• Supplied text:
★ ★ ★ ★
1) That's Hugh Dillon. Who not only likes carrots, but is evidently nasty to his poor boyfriend Callum. Poor man, make one homo-emotionally-charged film with another actor and you're marked for life.

It may eventually be replaced by another Hugh icon... I'm like that.

2) In fact, the therapist asked rather worriedly if I was driving, but I wasn't (what and lose my parking space in front of my house -- not to mention that I came over straight from work!)

3) Oh, yes, there's a bus -- in fact there are busES. But once I'm in Davis it makes good sense to walk the rest of the way, not to mention saving $0.90....

[identity profile] makaidiver.livejournal.com 2004-06-23 11:00 am (UTC)(link)
Go you! Think how good it'll feel to get that energy out.

There's a herd of white deer in Pt. Reyes, a genetic kink. They hang out in a particular meadow on the Bear Valley Trail that's a half way point, with restrooms, log benches on the hill and the like. They can be seen often late in the afternoon.

It's interesting that the railroad has become a wildlife corridor. I know there's a whole body of knowledge out there on wildlife corridors, but all I know is that it's obvious to me how they are valuable to critters, that flying to/fro DC, one can look down and see how/where wildlife would be marooned by the way fields are carved out of the woods, and that it seems that Great Britain got it right by having lots & lots of hedgerows.
★ ★ ★ ★
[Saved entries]
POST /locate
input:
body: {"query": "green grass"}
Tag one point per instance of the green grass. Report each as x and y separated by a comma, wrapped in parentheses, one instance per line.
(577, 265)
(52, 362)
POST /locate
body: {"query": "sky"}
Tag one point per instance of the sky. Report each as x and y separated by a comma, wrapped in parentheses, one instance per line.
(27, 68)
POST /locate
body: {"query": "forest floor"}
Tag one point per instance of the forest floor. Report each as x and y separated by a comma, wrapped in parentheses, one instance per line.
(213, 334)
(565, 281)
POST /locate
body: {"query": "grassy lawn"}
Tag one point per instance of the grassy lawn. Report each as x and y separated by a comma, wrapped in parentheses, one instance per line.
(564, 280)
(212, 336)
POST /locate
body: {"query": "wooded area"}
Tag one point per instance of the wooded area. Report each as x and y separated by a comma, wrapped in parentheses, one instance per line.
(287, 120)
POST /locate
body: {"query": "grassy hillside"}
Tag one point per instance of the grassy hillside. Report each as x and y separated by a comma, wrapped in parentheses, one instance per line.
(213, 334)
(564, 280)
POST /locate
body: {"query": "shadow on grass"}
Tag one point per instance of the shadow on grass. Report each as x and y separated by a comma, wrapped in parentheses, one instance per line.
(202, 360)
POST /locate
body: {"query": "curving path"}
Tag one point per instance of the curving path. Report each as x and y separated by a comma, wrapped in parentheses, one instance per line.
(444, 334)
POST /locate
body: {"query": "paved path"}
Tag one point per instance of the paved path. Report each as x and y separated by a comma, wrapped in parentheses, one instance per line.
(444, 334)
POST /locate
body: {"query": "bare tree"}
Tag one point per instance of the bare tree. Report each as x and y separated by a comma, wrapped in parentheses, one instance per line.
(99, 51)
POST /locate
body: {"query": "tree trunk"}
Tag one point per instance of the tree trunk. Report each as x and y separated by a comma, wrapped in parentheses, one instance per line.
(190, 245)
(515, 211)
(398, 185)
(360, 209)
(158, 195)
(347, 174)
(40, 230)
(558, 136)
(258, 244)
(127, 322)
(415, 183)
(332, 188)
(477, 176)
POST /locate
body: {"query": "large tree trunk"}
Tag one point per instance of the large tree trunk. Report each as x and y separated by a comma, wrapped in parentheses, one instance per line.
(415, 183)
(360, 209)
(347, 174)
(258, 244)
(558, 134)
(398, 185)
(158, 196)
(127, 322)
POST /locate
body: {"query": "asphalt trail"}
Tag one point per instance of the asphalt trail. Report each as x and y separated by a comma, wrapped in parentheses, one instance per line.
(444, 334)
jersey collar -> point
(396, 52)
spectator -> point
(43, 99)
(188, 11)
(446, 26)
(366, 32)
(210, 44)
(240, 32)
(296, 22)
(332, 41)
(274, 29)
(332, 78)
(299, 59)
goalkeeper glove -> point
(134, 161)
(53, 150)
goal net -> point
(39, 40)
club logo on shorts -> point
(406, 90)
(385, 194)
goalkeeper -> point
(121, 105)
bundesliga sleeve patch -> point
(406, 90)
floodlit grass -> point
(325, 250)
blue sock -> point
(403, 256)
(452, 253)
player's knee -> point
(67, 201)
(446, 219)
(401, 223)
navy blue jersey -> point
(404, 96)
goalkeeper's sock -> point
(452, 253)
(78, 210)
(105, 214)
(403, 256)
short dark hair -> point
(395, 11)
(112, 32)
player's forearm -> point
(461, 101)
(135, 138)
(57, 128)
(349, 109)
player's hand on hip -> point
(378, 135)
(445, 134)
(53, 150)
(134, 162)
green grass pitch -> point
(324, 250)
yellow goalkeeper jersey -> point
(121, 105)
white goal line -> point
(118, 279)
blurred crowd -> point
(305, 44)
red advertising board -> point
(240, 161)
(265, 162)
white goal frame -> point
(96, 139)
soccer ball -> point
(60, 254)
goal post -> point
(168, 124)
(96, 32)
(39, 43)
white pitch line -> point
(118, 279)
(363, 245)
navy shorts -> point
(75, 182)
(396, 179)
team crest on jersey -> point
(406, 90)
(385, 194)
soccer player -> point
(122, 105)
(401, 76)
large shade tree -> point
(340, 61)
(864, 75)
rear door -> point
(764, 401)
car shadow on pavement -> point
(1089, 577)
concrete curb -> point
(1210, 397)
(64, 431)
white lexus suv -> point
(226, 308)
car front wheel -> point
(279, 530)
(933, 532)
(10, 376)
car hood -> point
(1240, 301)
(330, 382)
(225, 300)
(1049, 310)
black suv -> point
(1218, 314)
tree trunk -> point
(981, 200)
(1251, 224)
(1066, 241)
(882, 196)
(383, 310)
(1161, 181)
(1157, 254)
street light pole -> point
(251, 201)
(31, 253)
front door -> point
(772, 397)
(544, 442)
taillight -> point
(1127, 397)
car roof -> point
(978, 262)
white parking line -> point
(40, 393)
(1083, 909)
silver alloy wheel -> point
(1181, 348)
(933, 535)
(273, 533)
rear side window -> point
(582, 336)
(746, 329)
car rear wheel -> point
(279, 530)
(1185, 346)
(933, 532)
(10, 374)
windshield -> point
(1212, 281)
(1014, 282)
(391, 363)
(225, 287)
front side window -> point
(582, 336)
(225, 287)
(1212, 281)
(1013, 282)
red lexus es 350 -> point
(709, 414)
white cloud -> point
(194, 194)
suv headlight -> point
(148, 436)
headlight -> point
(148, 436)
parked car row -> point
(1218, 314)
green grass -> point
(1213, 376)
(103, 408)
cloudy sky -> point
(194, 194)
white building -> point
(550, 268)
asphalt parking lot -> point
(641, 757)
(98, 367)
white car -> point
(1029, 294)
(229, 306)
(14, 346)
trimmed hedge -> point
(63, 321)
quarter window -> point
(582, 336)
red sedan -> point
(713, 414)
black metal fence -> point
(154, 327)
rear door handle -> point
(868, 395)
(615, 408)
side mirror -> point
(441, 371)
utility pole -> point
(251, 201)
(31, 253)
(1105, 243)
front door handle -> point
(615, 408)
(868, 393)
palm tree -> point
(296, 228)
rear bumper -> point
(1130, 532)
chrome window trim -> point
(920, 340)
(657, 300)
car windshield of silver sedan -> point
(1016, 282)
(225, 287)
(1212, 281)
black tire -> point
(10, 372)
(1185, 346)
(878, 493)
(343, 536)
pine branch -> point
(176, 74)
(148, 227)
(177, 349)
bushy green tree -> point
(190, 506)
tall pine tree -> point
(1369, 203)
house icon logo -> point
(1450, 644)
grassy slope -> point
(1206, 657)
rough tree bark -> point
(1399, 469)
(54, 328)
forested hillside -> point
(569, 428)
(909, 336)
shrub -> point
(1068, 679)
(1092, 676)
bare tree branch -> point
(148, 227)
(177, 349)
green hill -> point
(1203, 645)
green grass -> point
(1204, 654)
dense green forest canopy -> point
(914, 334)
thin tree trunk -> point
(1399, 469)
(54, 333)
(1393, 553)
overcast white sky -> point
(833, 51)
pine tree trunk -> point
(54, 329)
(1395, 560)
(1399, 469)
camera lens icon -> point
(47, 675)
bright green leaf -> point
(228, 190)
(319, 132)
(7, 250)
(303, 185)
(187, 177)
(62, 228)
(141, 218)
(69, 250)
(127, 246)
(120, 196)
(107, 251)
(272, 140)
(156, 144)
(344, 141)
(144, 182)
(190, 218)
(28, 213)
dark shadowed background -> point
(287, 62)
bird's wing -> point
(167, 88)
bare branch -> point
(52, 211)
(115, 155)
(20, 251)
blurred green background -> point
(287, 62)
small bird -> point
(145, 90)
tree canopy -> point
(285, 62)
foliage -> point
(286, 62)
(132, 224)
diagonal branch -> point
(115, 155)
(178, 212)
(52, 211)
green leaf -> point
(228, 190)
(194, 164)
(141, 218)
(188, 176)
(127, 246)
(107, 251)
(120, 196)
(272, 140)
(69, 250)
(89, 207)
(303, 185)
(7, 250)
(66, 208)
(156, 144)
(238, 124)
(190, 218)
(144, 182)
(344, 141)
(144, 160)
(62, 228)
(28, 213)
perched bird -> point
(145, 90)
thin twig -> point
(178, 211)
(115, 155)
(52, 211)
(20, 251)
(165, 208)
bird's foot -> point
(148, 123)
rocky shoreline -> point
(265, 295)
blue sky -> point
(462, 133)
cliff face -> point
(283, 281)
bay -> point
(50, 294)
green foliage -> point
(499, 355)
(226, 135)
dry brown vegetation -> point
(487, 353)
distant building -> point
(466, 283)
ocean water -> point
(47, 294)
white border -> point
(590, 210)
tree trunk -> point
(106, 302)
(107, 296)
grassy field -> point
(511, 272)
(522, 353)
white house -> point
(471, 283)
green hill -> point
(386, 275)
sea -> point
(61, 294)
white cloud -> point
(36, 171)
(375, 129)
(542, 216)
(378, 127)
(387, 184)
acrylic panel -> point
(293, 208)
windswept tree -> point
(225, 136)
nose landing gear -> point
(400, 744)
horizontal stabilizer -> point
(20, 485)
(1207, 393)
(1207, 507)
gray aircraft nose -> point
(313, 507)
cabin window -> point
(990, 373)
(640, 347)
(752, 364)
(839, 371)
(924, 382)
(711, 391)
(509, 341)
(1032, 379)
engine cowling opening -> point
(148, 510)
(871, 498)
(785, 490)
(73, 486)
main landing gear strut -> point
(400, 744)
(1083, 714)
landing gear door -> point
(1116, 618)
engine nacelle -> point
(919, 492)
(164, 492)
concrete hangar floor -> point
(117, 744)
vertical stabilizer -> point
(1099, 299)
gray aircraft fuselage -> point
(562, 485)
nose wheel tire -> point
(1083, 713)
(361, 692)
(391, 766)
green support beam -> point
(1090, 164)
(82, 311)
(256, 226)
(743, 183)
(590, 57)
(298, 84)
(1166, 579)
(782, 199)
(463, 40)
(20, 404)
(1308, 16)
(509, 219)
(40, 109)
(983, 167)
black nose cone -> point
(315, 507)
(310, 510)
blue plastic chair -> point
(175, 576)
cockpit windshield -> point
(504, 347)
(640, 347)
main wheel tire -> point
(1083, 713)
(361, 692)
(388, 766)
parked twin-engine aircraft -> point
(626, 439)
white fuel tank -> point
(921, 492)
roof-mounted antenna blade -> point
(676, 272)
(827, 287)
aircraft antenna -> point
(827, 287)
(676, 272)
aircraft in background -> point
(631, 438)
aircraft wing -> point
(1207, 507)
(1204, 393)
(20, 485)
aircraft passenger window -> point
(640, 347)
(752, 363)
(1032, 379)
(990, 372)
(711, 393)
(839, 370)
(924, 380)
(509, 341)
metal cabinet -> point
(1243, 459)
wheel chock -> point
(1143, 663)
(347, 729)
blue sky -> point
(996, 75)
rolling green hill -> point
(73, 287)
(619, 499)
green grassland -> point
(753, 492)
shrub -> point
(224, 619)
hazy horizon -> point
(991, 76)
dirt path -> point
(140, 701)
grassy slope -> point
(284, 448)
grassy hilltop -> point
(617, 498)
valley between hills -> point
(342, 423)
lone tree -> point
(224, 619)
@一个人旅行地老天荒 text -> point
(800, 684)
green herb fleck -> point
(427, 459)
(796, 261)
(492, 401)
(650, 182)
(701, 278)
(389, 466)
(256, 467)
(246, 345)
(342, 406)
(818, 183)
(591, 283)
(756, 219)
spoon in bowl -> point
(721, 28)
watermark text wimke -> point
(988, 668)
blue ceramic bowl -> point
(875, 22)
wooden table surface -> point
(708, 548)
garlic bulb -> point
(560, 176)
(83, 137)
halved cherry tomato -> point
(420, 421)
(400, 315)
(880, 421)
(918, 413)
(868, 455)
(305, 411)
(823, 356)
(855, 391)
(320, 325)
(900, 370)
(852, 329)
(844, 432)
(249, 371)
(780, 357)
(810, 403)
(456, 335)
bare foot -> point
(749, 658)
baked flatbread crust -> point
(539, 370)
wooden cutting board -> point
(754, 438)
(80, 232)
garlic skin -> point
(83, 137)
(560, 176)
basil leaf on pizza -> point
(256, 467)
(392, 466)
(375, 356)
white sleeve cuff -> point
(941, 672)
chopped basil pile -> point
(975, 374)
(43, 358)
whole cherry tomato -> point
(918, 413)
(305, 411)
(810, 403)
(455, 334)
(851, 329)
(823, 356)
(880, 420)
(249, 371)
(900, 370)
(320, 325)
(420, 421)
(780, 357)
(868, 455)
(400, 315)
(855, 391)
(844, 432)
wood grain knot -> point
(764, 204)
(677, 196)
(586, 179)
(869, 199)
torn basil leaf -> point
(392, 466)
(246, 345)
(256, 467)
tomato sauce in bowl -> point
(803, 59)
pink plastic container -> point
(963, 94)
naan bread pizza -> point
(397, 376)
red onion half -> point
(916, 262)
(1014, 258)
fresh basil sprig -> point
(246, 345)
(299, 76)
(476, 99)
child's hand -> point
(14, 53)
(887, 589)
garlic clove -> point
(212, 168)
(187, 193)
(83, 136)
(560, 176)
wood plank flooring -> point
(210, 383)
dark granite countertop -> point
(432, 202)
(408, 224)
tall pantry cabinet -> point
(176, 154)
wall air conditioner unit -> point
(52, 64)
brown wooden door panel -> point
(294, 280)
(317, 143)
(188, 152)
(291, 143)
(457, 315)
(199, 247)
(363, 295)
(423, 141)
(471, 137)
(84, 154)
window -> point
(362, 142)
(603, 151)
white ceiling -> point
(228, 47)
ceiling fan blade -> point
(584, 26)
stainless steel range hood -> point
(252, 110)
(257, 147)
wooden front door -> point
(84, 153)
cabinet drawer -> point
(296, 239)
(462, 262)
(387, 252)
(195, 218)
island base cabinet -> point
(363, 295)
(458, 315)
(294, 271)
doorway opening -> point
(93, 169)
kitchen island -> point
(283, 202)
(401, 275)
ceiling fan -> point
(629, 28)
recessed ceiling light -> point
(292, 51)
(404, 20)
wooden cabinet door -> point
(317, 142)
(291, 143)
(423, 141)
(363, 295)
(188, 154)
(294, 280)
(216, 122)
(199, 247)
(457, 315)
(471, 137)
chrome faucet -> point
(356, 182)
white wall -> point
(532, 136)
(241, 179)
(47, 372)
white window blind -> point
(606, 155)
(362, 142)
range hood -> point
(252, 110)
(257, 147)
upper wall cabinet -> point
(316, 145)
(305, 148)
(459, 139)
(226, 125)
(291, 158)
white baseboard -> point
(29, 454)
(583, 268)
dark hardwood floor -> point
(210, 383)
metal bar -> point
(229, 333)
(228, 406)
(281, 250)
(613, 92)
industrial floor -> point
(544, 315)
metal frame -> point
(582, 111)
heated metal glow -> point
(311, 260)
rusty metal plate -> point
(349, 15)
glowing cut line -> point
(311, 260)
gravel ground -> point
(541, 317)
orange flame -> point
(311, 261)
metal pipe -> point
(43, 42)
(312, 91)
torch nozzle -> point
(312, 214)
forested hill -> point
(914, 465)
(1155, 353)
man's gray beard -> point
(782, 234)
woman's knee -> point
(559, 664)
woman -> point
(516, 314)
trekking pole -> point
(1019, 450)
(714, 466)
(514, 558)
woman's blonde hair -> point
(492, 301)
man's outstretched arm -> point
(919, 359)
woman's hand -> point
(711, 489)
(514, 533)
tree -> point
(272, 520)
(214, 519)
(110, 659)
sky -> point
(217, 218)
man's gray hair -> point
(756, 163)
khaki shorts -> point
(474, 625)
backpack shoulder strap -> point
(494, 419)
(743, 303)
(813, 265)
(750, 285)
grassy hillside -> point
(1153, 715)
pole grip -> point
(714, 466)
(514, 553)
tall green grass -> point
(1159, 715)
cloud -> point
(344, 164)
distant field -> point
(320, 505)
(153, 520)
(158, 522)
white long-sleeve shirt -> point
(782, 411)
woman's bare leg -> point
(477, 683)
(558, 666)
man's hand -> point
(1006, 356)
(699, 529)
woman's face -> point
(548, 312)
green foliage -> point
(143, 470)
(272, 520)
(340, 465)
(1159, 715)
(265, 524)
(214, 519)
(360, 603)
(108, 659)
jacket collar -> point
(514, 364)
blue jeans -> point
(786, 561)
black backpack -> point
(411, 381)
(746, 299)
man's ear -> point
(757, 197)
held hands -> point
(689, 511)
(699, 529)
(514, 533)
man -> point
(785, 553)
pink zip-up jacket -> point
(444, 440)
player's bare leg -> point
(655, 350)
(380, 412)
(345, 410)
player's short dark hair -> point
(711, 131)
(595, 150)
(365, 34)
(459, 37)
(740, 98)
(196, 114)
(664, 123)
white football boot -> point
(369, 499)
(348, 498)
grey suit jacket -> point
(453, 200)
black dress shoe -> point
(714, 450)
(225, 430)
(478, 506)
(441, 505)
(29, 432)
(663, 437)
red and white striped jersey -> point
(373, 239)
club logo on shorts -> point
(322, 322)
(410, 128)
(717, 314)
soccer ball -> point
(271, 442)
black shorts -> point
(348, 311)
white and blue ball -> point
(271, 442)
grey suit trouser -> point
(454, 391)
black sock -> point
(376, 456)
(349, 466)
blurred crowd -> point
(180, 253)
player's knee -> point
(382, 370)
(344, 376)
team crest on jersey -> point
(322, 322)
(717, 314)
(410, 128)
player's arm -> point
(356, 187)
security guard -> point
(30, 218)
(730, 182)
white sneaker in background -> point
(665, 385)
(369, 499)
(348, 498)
★ ★ ★ ★
Rewrite everything in the journal post from "1) That's Hugh" down to "straight from work!)", substituting "turnips" for "carrots".

• Answer to the problem:
1) That's Hugh Dillon. Who not only likes turnips, but is evidently nasty to his poor boyfriend Callum. Poor man, make one homo-emotionally-charged film with another actor and you're marked for life.

It may eventually be replaced by another Hugh icon... I'm like that.

2) In fact, the therapist asked rather worriedly if I was driving, but I wasn't (what and lose my parking space in front of my house -- not to mention that I came over straight from work!)